*What you need to do*. Print the data exactly as written, line for line, and leave its pictures behind.

____________

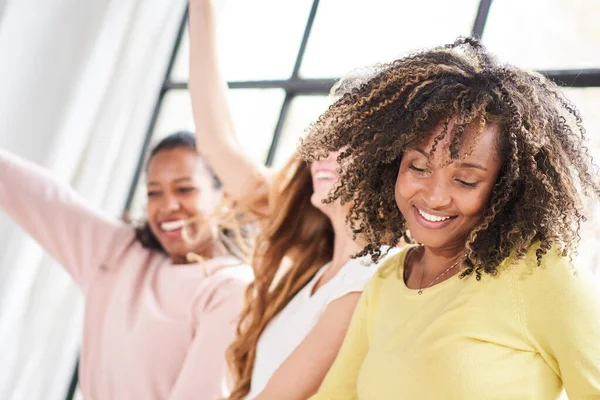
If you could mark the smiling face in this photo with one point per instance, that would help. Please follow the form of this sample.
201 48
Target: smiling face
179 187
443 203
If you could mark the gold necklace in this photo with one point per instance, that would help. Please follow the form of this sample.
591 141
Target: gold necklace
437 278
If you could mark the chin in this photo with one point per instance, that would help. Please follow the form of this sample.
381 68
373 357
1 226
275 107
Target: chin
317 200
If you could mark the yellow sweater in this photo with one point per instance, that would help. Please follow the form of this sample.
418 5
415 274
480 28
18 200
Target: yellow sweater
521 334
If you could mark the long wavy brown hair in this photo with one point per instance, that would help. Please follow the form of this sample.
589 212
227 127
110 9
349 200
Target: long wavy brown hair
546 171
295 233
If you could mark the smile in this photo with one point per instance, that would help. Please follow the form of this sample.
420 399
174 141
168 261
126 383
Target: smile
432 221
431 217
324 175
172 225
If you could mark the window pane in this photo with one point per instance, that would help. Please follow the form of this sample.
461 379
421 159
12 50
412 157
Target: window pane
587 100
348 34
542 34
303 111
255 114
258 40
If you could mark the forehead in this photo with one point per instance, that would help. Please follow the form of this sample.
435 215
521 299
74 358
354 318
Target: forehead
173 163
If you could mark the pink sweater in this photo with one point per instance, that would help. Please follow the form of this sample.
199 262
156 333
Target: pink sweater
152 330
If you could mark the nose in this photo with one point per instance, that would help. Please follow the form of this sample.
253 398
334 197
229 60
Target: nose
436 193
170 203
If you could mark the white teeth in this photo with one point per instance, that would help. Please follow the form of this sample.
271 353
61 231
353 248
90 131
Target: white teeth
324 175
172 225
432 218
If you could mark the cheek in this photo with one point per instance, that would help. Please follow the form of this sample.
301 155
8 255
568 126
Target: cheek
473 204
203 203
406 188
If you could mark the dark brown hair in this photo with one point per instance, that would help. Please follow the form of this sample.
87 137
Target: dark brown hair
546 167
292 230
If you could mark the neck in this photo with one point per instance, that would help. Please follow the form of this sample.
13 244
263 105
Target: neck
207 250
437 260
344 247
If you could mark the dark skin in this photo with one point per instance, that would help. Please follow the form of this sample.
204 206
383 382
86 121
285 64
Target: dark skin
443 203
180 187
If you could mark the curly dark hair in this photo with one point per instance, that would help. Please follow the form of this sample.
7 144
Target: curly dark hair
546 168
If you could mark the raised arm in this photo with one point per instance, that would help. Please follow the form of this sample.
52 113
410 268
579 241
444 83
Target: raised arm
215 133
79 237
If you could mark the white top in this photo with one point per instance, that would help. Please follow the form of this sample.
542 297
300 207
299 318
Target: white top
285 332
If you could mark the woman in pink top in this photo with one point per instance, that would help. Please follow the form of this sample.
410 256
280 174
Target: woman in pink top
156 326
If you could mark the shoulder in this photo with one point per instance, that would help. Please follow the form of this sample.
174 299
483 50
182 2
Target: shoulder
556 285
223 289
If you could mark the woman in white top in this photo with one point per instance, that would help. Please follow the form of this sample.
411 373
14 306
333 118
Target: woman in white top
298 309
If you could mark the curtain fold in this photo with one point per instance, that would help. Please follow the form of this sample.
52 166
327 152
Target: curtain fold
78 84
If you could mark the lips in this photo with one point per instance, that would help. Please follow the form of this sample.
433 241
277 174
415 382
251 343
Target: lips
324 175
172 225
430 220
172 229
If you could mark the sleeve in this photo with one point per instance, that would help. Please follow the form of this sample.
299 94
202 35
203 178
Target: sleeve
78 237
561 317
356 276
340 382
204 372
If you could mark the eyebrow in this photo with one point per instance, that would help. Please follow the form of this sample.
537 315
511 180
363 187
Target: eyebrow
471 165
178 180
459 165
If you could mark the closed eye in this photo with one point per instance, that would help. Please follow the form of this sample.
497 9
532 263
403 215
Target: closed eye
467 184
420 170
185 189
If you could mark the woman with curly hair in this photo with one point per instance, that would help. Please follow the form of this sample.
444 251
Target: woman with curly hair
157 323
482 166
306 288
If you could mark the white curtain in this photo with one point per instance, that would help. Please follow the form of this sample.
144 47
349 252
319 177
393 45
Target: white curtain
78 82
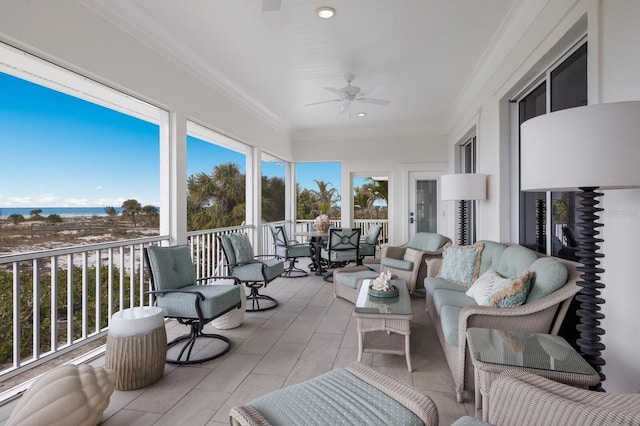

____________

*The completed task*.
If you could mark the smiling face in this photo with one point per instance, that would help. Please follow the form of this sample.
201 48
Target: smiling face
179 187
443 203
If you could mark the gold necklace in this photo with one point per instance, that would help. Please follow the form of this sample.
591 141
Target: gold necklace
437 278
If you could mark the chin in this photo with one point per instance, that would help. Please follow the form of this sample.
381 68
373 357
1 226
275 107
Target: chin
317 200
If you could mark the yellow sweater in this photo with one point per instance, that would help. Please follow the form of this sample.
418 5
415 274
480 28
18 200
Target: yellow sweater
521 334
If you could mark the long wavy brown hair in this photo with one point per instance, that would help. Please follow the form of this sample.
589 212
227 127
110 9
349 200
Target: long wavy brown hair
546 171
295 233
If you could mark the smile in this photo with one point per instance, that would help. Please follow the form of this sample.
420 399
174 141
168 261
126 383
Target: smile
432 221
431 217
324 175
172 225
If you could mark the window pane in this photo with one point per instance, that would help. Please follow the form of this sample.
461 379
421 159
12 50
412 157
Target: window pane
587 100
348 34
542 34
303 111
255 114
258 40
If you could mark the forehead in this photo with one point per instance, that would help. Please follow the form of this sample.
435 215
521 299
74 358
354 318
Target: forehead
173 163
If you could mark the pink sweater in this photo with one point per instance, that would help. Please follow the form of this sample.
199 262
156 333
Target: pink sweater
152 330
If you could mark the nose in this photo with one point per instance, that would help. Please follow the form of this sample.
253 398
334 197
229 60
Target: nose
436 193
170 203
If you could mark the white teeth in this photo with one point per instance, that would help. Please follow the form of this sample.
271 353
61 231
353 248
90 131
Target: white teeth
324 175
172 225
432 218
If you could mark the cheek in this photo with one point per instance, that would help. Please follow the form of this sample.
301 155
8 255
568 126
Target: cheek
473 204
203 203
406 188
If you could mark the dark brown hair in this photo with one point per instance, that would help. Please follow the form of this sample.
87 137
Target: dark brown hair
546 167
292 230
If you could mark the neck in this photo with one point per instance, that would help. Please follow the form of this sample.
13 244
263 105
Target: neck
207 250
437 260
344 247
If you could mark the dark skin in this photo with one point per instance, that would help. Please follow the form of this sample.
204 206
383 382
86 121
285 64
Target: dark skin
443 203
180 187
If you could mark the curly dark hair in this photo with one point per instance, that would help. Please follow the form of this sample.
7 144
Target: curly dark hair
546 168
If you could mark the raised arm in this photo with one point per instance, that would help. Please follow the form of this sample.
52 113
410 268
579 241
444 83
Target: raised arm
215 133
79 237
If you could mark the white top in this photo with one point per instance, that would help. Please follow the form of this sample.
542 297
300 207
299 318
Target: white top
285 332
If you could mark the woman in pink top in this photo with one point per instance, that would help. Please follow the form of this sample.
410 256
280 174
Target: woman in pink top
156 326
If you could mark the shoulder in this photo with one point per instance, that would help. Please follow the form of this sample.
174 299
483 50
182 2
Target: shoulder
556 285
223 289
If you could mark the woman in white top in this photo with one point per instance, that would help. Please follow the form of this sample.
411 373
14 306
333 118
Target: woman in white top
298 309
If you could mark the curtain fold in this photo with one point per instance, that would help. Please follow the form of this sample.
52 166
327 152
Target: curtain fold
78 84
If you could mark the lips in this photo with one point per instance, that would help. Please follow the form of this sample.
433 241
277 174
415 382
251 343
Target: lips
324 175
172 225
430 220
172 229
If you could mark the sleeve in this photo with one point per instance, that would help. Please follow the form of this sample.
299 94
202 35
203 178
Target: sleeve
78 237
561 317
356 276
340 382
204 372
If you could mark the eyebrow in this photo with one point per instance, that would help. Please follow the form of this sample.
537 315
511 180
363 187
Target: eyebrow
471 165
178 180
459 165
If you could mark the closed eye in this photo with one point per instance, that would help. Please follow the form of this sample.
497 9
532 263
403 215
Target: closed eye
467 184
420 170
185 189
If you could mark the woman with curly hair in this photo with one point per instance, that would help. Please follow the form of this sample.
444 251
Target: woman with curly hair
157 323
482 166
306 288
If you could mark the white curtain in this photo with one point per instance, that would help. Please follow the form of this sample.
144 47
349 252
319 177
393 45
Target: white curtain
78 82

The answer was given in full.